**TASK BRIEF**
Rewrite the entries from the start up to and including the line with "<point>583,214</point>", giving every line again with the requests included, but multiply each answer coordinate by 0.2 and round to whole numbers, with halves rounded up. Keep the requests and their sample points unchanged, and leave the pictures out of your answer.
※ ※ ※
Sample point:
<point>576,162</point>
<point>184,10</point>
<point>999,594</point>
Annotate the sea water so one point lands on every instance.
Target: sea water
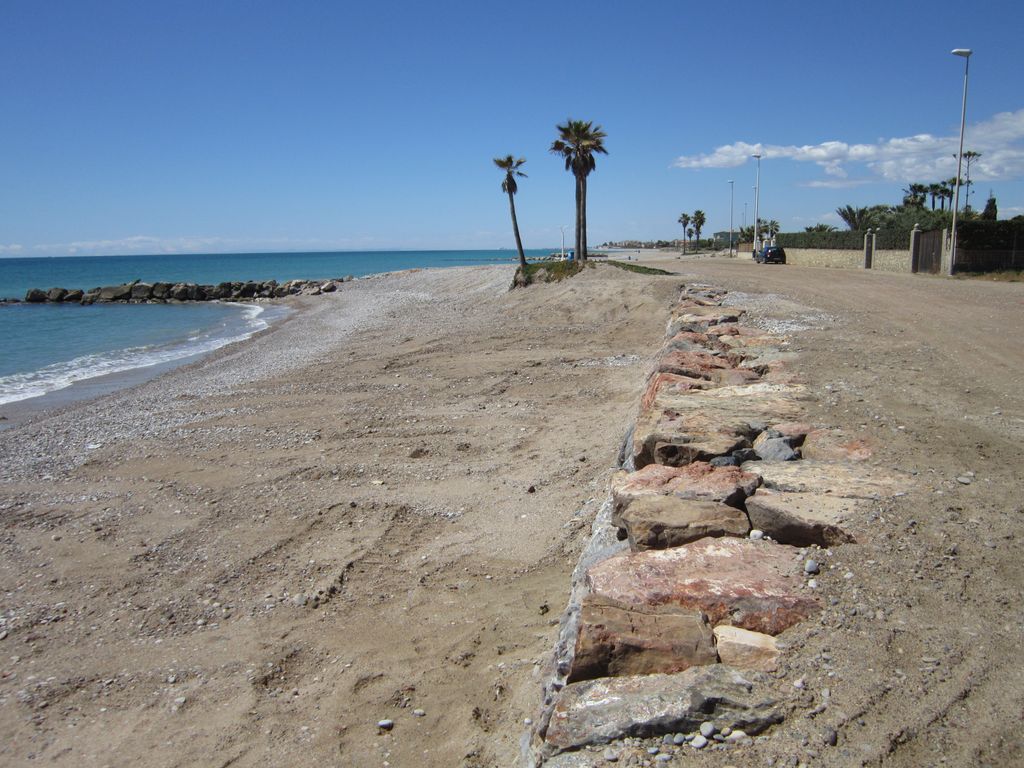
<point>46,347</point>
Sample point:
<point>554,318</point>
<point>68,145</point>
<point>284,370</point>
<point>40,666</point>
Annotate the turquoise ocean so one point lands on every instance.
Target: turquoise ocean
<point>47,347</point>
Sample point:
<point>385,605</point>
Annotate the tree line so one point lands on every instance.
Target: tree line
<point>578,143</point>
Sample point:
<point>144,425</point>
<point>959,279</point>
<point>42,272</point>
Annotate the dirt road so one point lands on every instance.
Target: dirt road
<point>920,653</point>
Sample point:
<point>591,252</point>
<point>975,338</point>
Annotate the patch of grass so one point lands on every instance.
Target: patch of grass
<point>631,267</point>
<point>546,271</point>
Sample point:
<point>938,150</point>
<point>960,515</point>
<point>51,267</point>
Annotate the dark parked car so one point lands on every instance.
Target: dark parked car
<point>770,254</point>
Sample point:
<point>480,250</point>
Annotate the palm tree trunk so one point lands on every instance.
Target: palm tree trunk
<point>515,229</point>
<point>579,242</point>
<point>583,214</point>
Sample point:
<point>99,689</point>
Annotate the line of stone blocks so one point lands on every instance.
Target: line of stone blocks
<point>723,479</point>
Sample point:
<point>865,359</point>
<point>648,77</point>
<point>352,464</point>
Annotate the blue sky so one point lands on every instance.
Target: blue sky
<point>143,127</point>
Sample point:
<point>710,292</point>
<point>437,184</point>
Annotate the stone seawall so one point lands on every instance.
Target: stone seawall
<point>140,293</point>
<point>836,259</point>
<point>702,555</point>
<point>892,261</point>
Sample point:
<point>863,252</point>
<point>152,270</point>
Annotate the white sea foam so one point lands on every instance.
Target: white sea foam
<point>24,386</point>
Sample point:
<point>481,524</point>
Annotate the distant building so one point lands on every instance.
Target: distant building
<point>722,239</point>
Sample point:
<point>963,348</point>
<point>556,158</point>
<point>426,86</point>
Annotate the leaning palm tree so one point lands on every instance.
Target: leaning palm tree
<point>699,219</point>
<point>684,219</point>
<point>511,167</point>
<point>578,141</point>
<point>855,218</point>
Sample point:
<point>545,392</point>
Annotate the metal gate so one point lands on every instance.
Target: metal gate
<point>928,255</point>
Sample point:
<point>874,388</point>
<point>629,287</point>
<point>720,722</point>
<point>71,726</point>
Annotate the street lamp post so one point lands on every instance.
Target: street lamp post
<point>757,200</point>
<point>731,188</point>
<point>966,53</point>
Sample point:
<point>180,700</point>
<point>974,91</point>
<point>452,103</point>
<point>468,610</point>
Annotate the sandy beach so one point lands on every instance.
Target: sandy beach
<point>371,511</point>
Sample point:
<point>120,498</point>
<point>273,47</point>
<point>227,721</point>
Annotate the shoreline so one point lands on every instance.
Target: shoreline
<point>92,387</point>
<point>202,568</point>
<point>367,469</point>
※ ※ ※
**FULL SOLUTION**
Sample point:
<point>576,162</point>
<point>184,10</point>
<point>999,594</point>
Annotate the sea water so one point lands on every instance.
Target: sea water
<point>9,69</point>
Sample point:
<point>554,318</point>
<point>68,145</point>
<point>284,370</point>
<point>40,666</point>
Annotate the turquoise ocean so one point lands on every instance.
Target: turquoise ocean
<point>9,69</point>
Sample point:
<point>385,605</point>
Annotate the tree line so one point lands on every instance.
Target: tree line
<point>116,29</point>
Sample point:
<point>144,425</point>
<point>959,279</point>
<point>42,272</point>
Annotate the dirt road so one point lands on every instance.
Target: dirt road
<point>184,131</point>
Sample point:
<point>591,252</point>
<point>975,338</point>
Annotate the patch of grass so one point lands on every instance.
Target: patch of grass
<point>126,53</point>
<point>109,54</point>
Sample point:
<point>938,150</point>
<point>960,515</point>
<point>51,267</point>
Annotate the dark parked car so one point lands on every instance.
Target: dark parked car
<point>154,51</point>
Sample point:
<point>480,250</point>
Annotate the palm tree trunk so one point lands on every instance.
Target: palm tree trunk
<point>103,46</point>
<point>116,48</point>
<point>117,43</point>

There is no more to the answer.